Stored data entries:
* * *

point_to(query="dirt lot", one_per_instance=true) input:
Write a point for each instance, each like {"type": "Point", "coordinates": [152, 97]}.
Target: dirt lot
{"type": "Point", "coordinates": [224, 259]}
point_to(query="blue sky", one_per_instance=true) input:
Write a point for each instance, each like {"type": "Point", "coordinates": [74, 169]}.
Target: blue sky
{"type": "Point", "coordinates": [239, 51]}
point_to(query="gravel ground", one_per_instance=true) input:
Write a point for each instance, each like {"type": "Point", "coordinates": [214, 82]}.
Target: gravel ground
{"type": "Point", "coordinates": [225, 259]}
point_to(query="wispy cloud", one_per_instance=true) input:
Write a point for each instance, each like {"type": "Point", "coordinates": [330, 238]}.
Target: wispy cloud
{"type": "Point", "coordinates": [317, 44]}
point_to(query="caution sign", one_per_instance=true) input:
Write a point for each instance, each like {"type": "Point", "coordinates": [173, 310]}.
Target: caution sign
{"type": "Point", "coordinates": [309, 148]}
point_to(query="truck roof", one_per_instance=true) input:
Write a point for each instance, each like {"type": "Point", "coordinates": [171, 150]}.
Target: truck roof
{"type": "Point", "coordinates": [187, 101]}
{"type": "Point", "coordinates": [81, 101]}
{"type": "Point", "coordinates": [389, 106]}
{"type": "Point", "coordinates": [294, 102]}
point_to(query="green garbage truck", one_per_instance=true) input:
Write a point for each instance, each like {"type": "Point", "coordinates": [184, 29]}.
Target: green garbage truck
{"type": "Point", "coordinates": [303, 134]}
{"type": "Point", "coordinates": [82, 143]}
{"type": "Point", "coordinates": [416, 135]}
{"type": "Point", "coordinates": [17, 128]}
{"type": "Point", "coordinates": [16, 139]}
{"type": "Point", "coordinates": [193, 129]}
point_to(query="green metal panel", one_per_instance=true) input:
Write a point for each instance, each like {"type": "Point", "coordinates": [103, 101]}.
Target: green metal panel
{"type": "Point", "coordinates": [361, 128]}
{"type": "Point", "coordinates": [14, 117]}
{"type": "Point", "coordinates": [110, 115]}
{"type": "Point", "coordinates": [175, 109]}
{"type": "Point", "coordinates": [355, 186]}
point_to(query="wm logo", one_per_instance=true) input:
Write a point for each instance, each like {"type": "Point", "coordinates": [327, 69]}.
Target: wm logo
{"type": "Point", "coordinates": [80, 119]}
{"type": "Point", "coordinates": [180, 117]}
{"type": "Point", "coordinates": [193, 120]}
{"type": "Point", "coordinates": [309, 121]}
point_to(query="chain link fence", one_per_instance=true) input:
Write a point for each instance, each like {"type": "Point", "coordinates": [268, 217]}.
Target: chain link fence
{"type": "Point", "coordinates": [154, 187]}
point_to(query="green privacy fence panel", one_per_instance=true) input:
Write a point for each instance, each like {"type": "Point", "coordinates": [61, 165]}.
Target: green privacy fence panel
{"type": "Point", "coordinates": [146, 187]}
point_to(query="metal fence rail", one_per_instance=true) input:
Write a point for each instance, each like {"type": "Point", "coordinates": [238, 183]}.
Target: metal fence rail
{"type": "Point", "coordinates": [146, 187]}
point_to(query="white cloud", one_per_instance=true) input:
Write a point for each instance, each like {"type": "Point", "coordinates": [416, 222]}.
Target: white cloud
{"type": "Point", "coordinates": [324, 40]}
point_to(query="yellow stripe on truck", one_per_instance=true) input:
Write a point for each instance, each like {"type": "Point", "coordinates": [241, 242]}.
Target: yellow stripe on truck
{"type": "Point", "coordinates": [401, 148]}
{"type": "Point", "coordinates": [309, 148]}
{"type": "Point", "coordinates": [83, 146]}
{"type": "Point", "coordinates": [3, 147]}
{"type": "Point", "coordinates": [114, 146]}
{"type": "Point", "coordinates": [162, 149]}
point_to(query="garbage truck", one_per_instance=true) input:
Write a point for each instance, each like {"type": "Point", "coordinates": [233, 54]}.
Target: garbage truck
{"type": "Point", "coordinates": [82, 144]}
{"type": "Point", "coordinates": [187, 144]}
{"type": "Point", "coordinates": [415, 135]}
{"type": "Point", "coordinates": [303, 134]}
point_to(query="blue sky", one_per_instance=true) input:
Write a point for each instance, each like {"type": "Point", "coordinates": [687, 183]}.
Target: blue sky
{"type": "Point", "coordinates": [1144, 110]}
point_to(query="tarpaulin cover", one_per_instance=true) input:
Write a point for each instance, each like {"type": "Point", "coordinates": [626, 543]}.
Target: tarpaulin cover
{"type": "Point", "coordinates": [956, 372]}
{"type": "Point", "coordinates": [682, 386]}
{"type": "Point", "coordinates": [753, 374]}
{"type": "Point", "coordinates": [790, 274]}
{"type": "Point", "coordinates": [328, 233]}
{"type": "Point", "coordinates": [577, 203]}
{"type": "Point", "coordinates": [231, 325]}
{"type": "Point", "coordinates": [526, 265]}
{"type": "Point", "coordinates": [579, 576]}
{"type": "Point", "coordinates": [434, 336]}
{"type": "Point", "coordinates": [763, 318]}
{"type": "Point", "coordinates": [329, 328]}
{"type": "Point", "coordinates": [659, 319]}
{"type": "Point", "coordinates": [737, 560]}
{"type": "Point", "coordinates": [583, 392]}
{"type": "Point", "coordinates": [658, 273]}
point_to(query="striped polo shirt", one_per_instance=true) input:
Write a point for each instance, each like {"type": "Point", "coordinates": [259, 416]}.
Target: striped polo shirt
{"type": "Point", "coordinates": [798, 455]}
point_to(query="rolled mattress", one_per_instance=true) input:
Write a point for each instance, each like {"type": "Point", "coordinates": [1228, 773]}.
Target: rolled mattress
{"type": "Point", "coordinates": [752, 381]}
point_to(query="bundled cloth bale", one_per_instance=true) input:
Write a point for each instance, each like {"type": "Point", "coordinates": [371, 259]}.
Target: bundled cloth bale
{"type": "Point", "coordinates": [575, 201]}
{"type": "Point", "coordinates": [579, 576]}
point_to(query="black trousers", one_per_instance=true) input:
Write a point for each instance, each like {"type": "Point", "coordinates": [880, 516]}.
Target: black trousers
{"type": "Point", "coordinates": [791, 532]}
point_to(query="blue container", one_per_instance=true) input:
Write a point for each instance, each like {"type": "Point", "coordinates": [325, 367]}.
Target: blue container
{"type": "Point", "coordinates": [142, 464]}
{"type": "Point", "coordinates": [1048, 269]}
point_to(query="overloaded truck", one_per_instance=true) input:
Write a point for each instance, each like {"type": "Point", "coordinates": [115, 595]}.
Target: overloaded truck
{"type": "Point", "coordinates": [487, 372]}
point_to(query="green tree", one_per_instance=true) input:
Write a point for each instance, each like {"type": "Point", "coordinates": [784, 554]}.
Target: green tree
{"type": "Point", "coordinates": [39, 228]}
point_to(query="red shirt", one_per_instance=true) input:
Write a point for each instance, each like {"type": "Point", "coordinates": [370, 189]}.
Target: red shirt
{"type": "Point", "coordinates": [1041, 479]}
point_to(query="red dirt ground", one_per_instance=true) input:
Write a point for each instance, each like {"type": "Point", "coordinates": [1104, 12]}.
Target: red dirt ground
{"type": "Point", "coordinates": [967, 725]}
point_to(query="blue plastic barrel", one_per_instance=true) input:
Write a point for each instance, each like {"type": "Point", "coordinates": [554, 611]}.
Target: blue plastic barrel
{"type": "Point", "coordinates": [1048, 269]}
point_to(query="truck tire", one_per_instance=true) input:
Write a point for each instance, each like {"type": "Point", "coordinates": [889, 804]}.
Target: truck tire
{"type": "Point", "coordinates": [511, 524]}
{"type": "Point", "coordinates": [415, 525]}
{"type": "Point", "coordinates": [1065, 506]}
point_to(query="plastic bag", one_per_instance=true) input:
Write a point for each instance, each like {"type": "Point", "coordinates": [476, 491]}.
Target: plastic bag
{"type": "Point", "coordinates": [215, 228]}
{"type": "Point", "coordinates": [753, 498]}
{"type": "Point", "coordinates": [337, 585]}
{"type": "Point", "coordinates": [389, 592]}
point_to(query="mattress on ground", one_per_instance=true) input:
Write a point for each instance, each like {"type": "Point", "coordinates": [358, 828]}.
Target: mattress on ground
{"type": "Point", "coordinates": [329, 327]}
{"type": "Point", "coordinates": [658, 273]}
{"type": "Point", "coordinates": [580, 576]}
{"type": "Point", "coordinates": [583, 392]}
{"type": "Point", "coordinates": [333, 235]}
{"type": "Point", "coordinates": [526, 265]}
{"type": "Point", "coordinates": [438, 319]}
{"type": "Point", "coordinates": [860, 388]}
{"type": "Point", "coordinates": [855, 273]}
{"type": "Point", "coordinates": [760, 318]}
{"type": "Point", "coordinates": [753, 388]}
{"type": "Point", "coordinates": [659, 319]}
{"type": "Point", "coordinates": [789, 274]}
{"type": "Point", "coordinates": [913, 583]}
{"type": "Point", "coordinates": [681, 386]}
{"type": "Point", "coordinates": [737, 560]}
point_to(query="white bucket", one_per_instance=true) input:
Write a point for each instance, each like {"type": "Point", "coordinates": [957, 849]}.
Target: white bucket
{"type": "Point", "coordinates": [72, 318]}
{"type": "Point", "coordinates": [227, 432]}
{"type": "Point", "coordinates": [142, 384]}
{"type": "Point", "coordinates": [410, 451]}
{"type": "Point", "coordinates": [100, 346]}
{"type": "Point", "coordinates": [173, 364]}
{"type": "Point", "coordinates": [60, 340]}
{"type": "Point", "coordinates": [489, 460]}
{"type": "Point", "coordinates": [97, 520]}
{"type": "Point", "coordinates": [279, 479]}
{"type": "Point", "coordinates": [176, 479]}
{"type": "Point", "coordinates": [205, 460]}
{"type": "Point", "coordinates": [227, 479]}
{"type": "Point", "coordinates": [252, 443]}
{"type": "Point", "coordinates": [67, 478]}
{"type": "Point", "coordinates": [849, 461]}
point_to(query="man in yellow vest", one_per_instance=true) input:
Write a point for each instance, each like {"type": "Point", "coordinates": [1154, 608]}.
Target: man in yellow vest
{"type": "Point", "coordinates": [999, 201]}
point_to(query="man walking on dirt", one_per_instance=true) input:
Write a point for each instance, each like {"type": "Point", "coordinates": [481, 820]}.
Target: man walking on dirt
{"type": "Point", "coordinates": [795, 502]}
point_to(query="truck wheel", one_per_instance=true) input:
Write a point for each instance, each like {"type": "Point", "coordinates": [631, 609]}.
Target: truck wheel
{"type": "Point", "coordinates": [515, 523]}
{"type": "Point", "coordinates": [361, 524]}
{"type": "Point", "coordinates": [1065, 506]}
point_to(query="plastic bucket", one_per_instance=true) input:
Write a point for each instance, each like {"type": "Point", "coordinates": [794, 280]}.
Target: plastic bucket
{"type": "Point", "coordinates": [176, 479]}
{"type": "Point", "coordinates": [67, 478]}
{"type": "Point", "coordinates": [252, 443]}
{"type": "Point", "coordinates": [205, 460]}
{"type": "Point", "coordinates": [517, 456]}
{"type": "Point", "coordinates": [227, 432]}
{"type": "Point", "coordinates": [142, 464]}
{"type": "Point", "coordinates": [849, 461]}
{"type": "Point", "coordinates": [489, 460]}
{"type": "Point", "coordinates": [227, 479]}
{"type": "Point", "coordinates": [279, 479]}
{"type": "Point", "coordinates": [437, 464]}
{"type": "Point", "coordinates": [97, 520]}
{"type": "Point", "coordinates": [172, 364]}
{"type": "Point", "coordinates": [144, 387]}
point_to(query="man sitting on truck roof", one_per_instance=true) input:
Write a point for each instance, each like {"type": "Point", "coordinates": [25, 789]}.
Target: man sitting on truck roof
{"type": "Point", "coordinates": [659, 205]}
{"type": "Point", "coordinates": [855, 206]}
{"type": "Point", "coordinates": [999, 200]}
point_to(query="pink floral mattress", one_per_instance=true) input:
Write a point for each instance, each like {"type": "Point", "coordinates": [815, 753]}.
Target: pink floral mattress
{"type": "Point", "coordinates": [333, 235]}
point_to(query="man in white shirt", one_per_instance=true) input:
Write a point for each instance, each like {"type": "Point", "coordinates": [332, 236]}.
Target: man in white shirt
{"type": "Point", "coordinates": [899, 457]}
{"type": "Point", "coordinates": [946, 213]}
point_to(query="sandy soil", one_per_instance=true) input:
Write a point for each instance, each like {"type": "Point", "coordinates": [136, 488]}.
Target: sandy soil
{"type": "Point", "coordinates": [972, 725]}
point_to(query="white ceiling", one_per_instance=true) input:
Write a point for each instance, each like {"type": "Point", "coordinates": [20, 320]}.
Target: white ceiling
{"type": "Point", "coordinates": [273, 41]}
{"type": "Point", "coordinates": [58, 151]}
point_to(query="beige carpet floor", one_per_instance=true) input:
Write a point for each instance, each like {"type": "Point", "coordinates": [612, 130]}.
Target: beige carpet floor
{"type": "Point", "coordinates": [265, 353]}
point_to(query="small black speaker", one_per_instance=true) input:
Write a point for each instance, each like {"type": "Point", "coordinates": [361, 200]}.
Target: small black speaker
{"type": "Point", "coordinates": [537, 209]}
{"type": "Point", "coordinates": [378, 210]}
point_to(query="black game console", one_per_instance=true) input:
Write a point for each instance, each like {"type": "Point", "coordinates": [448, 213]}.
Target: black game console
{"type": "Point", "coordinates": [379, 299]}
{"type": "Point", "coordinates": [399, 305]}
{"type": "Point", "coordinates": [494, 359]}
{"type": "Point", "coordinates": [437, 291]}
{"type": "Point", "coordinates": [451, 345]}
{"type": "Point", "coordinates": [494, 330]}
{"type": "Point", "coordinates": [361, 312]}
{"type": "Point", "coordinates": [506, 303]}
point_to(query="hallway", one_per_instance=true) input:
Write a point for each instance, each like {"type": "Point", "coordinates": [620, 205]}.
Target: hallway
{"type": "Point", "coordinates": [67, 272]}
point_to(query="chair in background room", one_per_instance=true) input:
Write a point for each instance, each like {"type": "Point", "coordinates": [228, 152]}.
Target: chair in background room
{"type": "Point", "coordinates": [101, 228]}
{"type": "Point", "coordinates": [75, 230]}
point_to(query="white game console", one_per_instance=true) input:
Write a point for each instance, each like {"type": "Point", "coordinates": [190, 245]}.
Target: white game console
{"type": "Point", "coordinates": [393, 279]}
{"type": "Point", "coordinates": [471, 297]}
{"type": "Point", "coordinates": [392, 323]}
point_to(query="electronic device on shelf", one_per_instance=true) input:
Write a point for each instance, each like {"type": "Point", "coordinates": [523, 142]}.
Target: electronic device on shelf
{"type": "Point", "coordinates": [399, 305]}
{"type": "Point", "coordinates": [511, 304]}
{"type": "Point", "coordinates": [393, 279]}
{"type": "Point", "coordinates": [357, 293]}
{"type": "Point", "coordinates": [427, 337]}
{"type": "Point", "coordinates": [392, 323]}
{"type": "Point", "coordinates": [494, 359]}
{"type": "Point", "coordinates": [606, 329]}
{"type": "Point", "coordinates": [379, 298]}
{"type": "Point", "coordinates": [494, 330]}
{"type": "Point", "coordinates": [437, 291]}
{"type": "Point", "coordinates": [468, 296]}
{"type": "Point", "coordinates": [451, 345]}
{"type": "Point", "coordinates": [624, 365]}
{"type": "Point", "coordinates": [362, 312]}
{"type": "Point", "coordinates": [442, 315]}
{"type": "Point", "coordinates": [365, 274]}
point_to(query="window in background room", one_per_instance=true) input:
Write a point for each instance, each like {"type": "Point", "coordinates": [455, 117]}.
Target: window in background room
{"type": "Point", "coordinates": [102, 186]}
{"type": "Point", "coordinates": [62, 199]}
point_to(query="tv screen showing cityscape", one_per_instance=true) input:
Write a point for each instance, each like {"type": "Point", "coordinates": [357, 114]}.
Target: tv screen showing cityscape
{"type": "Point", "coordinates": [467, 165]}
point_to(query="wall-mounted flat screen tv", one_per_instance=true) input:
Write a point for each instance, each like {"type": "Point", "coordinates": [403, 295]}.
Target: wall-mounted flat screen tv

* * *

--- What is needed ---
Read the entries and pick out all lines that include the word "mounted".

--- Task output ---
point_to(query="wall-mounted flat screen tv", one_per_instance=true) input:
Target: wall-mounted flat screen tv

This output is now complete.